== Material for this task

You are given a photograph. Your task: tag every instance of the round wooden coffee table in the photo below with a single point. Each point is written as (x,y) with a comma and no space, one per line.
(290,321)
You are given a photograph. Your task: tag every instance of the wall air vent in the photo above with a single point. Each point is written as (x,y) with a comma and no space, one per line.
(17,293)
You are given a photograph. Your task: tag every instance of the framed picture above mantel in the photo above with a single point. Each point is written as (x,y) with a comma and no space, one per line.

====

▶ **Short task**
Present each of the entries above as a numbered list, leaving out any blank lines.

▶ **Written answer**
1. You are given a photograph. Your task: tag every instance of the round wooden coffee table in the photo below with a single point. Each point is written as (x,y) with a comma and no space, one per line.
2. (290,321)
3. You are given a photograph. Your task: tag every instance of the wall air vent in the photo above with a single point. Each point is written as (x,y) with a comma and no space, one per line.
4. (17,293)
5. You are given a photograph. Your task: tag every instance of the framed picture above mantel in the photo above with a single point. Each point is written as (x,y) with a comma and no space, one per line.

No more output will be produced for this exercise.